══ 주어진 데이터 ══
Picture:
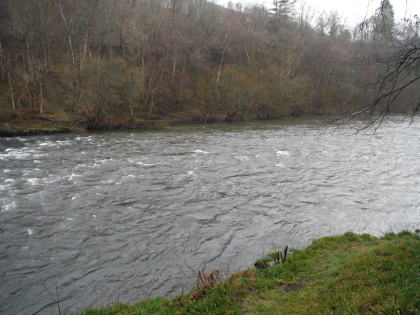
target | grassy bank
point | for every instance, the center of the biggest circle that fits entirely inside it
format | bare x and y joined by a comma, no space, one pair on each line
348,274
27,122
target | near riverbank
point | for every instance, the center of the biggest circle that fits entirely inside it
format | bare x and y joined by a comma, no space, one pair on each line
348,274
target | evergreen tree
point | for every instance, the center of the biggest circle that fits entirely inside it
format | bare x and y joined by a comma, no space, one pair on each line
384,22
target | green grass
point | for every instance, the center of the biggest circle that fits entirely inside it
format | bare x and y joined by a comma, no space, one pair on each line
348,274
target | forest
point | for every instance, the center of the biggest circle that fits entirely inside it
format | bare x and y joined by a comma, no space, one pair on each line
112,64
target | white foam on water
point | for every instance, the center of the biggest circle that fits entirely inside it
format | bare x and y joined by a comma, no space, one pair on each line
9,206
14,154
201,152
33,181
280,153
242,158
147,164
73,176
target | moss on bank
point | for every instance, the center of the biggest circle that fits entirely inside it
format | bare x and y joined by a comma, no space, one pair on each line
348,274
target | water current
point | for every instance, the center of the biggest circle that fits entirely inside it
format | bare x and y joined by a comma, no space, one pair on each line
94,219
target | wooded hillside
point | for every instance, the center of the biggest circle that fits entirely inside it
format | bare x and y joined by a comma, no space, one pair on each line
109,62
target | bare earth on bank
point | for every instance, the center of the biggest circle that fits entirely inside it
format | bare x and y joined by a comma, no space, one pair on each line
348,274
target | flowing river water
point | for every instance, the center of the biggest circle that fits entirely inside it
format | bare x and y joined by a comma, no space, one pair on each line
93,219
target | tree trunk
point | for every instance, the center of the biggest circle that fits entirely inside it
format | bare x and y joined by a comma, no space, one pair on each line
12,95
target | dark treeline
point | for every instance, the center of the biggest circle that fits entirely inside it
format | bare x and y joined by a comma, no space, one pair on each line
123,61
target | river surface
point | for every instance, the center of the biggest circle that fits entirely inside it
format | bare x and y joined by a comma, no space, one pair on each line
94,219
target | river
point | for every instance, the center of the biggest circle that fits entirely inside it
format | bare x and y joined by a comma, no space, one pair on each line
94,219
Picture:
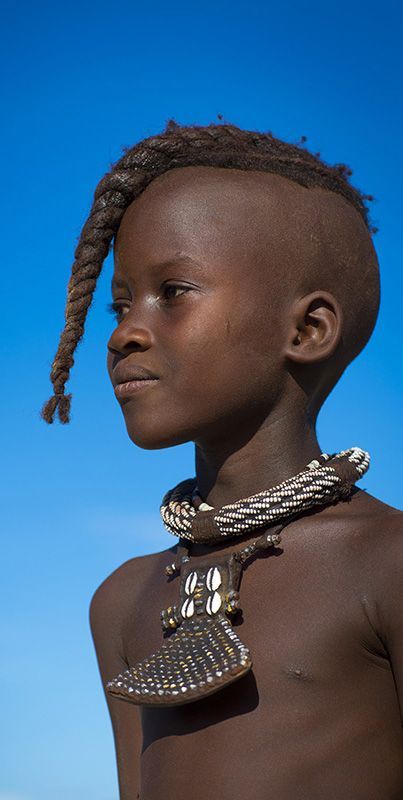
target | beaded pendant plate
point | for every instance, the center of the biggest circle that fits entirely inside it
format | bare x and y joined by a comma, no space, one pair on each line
204,654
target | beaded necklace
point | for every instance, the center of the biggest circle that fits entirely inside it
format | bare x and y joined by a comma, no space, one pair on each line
202,652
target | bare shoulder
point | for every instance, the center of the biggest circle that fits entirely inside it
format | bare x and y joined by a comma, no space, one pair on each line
118,593
376,547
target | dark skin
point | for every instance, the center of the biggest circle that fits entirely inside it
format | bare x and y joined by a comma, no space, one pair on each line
246,343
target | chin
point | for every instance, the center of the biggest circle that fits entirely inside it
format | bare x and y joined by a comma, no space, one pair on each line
155,438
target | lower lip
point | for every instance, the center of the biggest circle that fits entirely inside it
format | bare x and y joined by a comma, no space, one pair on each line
132,387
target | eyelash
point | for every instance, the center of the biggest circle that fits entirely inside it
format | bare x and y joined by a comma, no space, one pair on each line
115,308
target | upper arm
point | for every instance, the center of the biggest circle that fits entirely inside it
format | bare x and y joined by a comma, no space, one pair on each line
108,610
389,580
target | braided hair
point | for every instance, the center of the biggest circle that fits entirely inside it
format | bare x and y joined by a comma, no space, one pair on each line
214,145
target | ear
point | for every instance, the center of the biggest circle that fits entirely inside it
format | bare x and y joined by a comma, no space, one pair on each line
316,328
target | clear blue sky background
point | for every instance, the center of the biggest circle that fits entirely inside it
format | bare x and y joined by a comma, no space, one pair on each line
83,80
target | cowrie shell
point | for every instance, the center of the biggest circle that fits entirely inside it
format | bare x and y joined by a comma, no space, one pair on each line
190,582
213,579
188,608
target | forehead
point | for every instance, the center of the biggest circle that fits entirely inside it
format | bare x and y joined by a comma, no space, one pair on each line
211,213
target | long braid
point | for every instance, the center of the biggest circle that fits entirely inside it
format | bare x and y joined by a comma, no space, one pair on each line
213,145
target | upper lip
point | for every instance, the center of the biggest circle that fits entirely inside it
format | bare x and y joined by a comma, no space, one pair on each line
123,373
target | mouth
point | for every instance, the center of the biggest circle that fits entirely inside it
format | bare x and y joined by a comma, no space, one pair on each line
129,388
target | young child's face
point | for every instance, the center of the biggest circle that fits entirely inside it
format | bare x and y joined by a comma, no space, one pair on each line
202,289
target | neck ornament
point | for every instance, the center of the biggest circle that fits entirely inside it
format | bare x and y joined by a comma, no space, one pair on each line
202,653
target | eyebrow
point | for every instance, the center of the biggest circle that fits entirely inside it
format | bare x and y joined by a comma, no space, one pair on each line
119,283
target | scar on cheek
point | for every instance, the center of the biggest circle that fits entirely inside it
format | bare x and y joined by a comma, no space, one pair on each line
298,673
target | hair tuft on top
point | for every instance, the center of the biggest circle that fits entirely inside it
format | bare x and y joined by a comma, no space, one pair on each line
214,145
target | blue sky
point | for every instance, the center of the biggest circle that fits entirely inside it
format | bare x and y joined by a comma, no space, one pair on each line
82,81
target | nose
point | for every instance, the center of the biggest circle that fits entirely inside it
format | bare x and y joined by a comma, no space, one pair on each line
131,335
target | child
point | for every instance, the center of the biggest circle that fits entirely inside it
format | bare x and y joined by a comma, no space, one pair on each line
245,282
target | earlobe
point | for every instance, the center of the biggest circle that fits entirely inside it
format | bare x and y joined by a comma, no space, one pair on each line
317,321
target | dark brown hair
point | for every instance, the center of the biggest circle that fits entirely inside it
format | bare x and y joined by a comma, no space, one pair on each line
214,145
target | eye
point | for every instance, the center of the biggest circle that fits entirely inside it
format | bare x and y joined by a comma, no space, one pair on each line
116,309
173,291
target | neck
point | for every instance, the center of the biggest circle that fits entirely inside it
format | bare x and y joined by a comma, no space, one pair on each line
279,448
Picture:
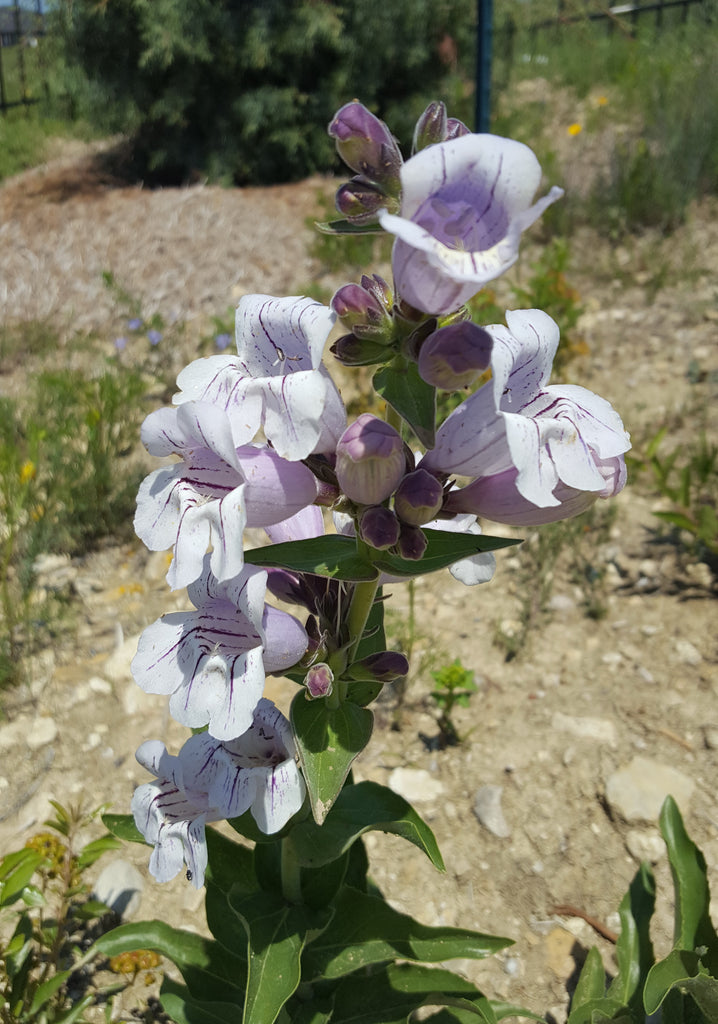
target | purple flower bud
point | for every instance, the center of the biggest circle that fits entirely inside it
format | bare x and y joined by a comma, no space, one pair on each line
456,128
319,681
412,543
431,126
352,351
379,527
360,201
454,356
371,460
367,145
418,499
383,667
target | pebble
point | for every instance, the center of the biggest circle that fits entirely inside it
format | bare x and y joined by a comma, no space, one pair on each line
487,807
645,844
636,792
600,729
120,887
415,784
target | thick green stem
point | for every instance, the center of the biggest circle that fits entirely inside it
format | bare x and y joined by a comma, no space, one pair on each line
291,873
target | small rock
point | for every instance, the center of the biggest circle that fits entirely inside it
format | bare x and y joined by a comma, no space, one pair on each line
487,807
415,784
600,729
687,653
645,845
120,887
42,732
637,791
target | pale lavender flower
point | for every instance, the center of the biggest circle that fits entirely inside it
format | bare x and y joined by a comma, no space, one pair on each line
546,442
217,489
212,662
210,780
277,382
464,205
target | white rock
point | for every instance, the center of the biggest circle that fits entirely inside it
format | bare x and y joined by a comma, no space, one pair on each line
645,844
415,784
637,791
487,807
601,729
120,887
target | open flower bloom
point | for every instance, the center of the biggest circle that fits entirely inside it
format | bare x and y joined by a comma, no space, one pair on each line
212,662
277,381
210,780
464,205
216,491
554,448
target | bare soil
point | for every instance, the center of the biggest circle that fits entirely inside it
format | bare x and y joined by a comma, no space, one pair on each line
580,699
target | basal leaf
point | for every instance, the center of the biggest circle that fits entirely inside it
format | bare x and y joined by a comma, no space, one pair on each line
634,950
692,923
366,930
328,740
362,808
414,399
444,549
332,556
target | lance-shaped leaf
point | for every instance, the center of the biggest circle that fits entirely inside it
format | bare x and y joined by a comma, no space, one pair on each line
692,923
681,970
366,930
389,996
444,549
328,740
206,967
332,556
414,399
359,809
634,950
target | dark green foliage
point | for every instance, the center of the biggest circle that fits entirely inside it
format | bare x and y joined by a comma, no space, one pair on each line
242,90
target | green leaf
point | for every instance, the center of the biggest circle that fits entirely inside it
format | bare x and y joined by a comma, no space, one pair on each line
444,549
346,227
328,740
15,871
692,923
634,950
206,966
124,827
681,970
276,935
591,983
388,997
180,1007
332,556
362,808
415,400
366,930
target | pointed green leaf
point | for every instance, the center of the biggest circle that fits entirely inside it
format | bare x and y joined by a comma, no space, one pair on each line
681,970
328,740
692,923
389,996
414,399
206,966
276,935
366,930
346,227
359,809
124,827
591,983
332,556
634,950
444,549
15,871
182,1009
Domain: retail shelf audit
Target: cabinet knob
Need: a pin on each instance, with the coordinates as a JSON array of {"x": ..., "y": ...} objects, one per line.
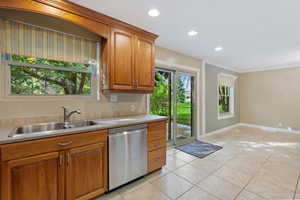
[{"x": 63, "y": 144}]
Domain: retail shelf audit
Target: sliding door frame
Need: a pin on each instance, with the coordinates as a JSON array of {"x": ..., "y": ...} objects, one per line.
[{"x": 195, "y": 72}]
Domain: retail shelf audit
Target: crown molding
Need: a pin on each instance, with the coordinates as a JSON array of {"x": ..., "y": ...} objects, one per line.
[{"x": 268, "y": 68}]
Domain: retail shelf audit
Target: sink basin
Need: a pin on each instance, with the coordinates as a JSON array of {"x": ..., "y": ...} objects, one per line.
[{"x": 48, "y": 127}]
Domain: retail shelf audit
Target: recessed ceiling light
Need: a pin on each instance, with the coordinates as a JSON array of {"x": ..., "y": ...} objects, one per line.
[
  {"x": 153, "y": 13},
  {"x": 192, "y": 33},
  {"x": 218, "y": 48}
]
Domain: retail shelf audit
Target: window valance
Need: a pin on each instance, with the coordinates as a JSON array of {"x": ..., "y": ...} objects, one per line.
[{"x": 28, "y": 40}]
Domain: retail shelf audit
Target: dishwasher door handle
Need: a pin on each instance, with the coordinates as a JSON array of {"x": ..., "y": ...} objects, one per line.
[{"x": 128, "y": 156}]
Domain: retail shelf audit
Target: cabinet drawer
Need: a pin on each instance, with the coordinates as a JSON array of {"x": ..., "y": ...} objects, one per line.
[
  {"x": 154, "y": 126},
  {"x": 35, "y": 147},
  {"x": 156, "y": 144},
  {"x": 156, "y": 159},
  {"x": 156, "y": 135}
]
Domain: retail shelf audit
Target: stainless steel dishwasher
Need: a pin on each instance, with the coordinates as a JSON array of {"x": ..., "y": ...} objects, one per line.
[{"x": 128, "y": 154}]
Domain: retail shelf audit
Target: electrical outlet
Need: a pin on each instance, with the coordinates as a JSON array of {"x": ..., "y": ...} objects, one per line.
[
  {"x": 132, "y": 108},
  {"x": 113, "y": 98}
]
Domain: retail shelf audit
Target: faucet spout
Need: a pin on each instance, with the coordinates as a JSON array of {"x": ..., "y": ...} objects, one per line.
[{"x": 69, "y": 113}]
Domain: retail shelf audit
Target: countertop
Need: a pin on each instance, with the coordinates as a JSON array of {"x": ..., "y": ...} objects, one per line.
[{"x": 105, "y": 123}]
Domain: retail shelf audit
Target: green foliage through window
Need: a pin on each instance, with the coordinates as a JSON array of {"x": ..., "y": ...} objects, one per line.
[
  {"x": 26, "y": 80},
  {"x": 160, "y": 99},
  {"x": 224, "y": 99}
]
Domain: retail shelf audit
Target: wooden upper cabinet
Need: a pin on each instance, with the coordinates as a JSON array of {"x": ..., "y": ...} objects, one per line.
[
  {"x": 132, "y": 62},
  {"x": 122, "y": 60},
  {"x": 144, "y": 64},
  {"x": 86, "y": 171},
  {"x": 33, "y": 178}
]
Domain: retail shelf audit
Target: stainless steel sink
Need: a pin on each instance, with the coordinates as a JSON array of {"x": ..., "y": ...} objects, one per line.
[{"x": 48, "y": 127}]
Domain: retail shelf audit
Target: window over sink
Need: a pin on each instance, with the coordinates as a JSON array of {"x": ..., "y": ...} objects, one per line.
[{"x": 40, "y": 61}]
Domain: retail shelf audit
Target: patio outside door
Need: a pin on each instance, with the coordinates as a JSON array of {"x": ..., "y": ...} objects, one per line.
[{"x": 173, "y": 97}]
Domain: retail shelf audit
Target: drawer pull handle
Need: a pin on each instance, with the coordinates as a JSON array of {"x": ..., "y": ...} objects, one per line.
[
  {"x": 61, "y": 160},
  {"x": 63, "y": 144},
  {"x": 157, "y": 159}
]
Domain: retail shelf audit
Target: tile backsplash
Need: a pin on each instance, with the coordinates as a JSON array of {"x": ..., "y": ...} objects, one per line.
[{"x": 13, "y": 114}]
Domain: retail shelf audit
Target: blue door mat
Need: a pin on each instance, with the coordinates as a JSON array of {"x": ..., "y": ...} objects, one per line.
[{"x": 199, "y": 149}]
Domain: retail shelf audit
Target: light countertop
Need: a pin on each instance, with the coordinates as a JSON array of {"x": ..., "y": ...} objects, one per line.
[{"x": 101, "y": 124}]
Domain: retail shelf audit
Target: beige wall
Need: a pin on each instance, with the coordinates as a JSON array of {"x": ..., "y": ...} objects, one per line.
[{"x": 271, "y": 97}]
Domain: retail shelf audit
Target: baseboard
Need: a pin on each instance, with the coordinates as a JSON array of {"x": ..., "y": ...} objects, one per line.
[
  {"x": 270, "y": 129},
  {"x": 219, "y": 130},
  {"x": 266, "y": 128}
]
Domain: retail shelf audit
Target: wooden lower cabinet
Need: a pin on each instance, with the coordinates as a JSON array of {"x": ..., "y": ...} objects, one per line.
[
  {"x": 78, "y": 173},
  {"x": 156, "y": 145},
  {"x": 86, "y": 172},
  {"x": 33, "y": 178}
]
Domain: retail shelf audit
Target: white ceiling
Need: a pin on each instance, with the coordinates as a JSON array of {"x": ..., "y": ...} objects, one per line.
[{"x": 255, "y": 34}]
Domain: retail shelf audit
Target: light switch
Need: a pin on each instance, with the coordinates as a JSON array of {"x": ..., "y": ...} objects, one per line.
[{"x": 113, "y": 98}]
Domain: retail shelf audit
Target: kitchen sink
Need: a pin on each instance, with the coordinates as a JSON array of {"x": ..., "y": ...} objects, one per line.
[{"x": 48, "y": 127}]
═══
할 일 -
위 데이터에서 "foliage"라는 단어가 들어 있는 줄을 빠짐없이 모아 적어 주세요. 대문자와 소문자는 구별합니다.

할 일 결과 -
target | dark green foliage
Target: green foliage through window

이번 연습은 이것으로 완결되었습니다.